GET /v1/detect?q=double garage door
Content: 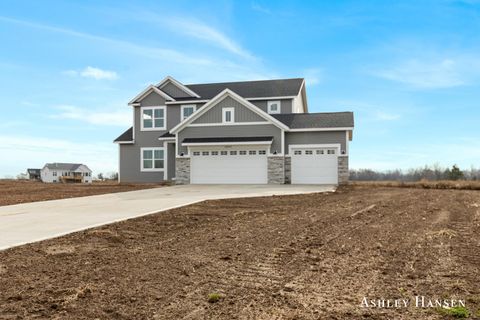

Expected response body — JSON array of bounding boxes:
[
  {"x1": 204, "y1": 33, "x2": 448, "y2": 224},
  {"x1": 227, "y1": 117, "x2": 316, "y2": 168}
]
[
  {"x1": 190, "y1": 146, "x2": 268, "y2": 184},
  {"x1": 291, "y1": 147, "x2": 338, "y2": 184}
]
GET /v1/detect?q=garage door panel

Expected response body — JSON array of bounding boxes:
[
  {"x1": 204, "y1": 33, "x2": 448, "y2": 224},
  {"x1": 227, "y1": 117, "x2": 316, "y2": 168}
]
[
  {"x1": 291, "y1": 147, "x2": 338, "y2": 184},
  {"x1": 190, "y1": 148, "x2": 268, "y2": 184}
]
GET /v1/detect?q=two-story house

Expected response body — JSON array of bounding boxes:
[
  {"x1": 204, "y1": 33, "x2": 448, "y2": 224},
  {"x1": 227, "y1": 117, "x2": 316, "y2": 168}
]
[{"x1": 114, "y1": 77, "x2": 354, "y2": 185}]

==

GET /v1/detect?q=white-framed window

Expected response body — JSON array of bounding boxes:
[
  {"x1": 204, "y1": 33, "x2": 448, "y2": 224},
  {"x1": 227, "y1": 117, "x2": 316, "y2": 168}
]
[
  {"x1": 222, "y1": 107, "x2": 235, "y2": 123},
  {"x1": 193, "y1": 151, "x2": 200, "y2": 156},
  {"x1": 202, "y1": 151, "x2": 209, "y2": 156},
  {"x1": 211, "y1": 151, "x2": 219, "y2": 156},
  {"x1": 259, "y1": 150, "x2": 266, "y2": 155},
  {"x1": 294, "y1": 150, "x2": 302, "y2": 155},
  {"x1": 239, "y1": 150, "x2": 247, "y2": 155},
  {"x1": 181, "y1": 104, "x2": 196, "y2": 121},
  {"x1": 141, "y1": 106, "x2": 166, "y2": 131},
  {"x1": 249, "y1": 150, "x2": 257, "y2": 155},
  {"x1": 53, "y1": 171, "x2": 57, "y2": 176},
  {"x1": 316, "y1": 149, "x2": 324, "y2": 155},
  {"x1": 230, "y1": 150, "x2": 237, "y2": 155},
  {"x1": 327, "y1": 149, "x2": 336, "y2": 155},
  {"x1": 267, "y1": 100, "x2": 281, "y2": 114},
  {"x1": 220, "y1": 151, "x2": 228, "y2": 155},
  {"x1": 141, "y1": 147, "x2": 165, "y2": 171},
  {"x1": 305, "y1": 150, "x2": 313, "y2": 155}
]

==

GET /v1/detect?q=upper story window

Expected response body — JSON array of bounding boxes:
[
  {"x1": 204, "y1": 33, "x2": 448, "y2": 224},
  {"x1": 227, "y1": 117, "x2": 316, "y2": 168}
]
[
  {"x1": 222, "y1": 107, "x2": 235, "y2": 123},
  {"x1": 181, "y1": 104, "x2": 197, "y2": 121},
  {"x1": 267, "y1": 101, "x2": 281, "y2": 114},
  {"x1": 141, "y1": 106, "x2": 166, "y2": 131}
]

| EXERCISE DIRECTIONS |
Work out how many lines of the listing above include "story"; the reply is that number alone.

| ANSWER |
2